═════ 提示文章 ═════

今回は、緊張しないために面接までの間にするべきことと、面接の直前に緊張をほぐす方法をお伝えいたします。
・事前準備を念入りに行なうこと
まず、最も大切なのは面接に対する事前準備です。事前準備が必要な理由は大きく2つあります。1つは、もちろん面接できちんと自分の言いたいことを伝えたり、自分自身をアピールしたりするため。もう1つは、心にゆとりを持つためです。
人間というのは、先が不明瞭でどうしたらよいのかわからないとき不安を抱くもの。自分の将来について考える時も、漠然と「何がしたいんだろう……」という状況では不安ですし、「これがやりたいんだ!」というものがあれば、やる気が出てきますよね。それと同じで、面接が漠然としたものではなく、具体的にどのような場になるのかを想定できれば不安は軽減されるのです。どういう質問が出そうなのかを想定し、それにはどう答えるのかをきちんと自分の中で整理しておくと、面接の場を想像しやすくなり、不安も減るでしょう。

═════ 提供データ ═════

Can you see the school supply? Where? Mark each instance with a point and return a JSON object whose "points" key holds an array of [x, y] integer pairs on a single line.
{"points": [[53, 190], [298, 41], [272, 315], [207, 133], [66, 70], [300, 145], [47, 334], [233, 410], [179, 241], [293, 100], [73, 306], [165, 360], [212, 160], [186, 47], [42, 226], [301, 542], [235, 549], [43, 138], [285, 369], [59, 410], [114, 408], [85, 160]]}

═════
═════ 提供データ ═════

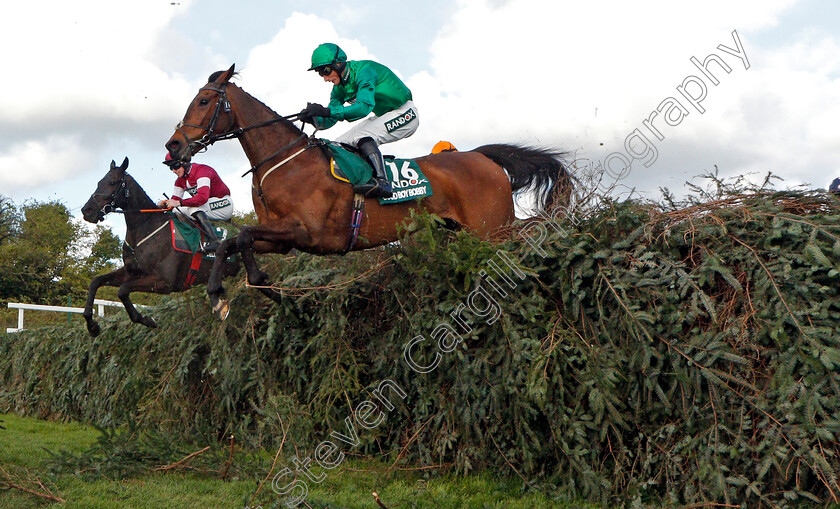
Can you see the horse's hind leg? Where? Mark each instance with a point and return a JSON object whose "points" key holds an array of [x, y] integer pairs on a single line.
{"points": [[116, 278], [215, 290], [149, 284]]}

═════

取り組む課題
(a) 面接の緊張に関する文章から、「不安」という語を含む文をすべて抜き出し、原文のとおりに書き出してください。
(b) 面接の緊張に関する文章の続きを、最後の文の後から書いてください。

解答一覧
(a)
・人間というのは、先が不明瞭でどうしたらよいのかわからないとき不安を抱くもの。
・自分の将来について考える時も、漠然と「何がしたいんだろう……」という状況では不安ですし、「これがやりたいんだ!」というものがあれば、やる気が出てきますよね。
・それと同じで、面接が漠然としたものではなく、具体的にどのような場になるのかを想定できれば不安は軽減されるのです。
・どういう質問が出そうなのかを想定し、それにはどう答えるのかをきちんと自分の中で整理しておくと、面接の場を想像しやすくなり、不安も減るでしょう。

(b)
また、自分自身の『軸』というものを決めておくことも重要です。船は錨があるから海の上に浮いていても流されてしまわないですよね。それと同じで、話の軸をしっかり持っておけば、たとえ想定外の問題をされてもきちんと考えの起点としてそこに戻ってくることができ、考えをうまくまとめることができます。自分は次の会社で何がしたいのか、何を実現したくて転職活動をしているのか、をしっかりと考えておき、もし想定外の質問をされたら、そこに立ち返るのです。もし想定していない質問で不安になったとしても、「こうすれば対処できるかも」と思えるだけで、だいぶ心の余裕は変わりますよね。
また、面接の練習は必ず声にだして行なうようにしましょう。頭の中で「この質問が来たら、こう答える。これには、こう答える」と考えていても、実際に口に出してみるとどんどん変わってしまうもの。よく聞かれるような質問は頭で覚えるよりも、口に覚えさせるほうが早いのです。頭ではよどみなく答えられても、口に出してみると全然喋れなかった、という失敗は意外と多いもの。口で話す時は言い間違えたり、詰まったりするものですが、頭の中で考えている時はそんなことにはなりませんよね。
ですから、必ず口で話す練習をしておきましょう。練習相手になってくれる人がいるのであれば、付き合ってもらうのがベストですが、一人でも効果的です。今はスマホの録音機能なども充実していますので、自分の回答を一度実際に聞いてみるといいでしょう。その声を聞いて、「この人を採用したいと思うか?」と一度考えてみるといいと思います。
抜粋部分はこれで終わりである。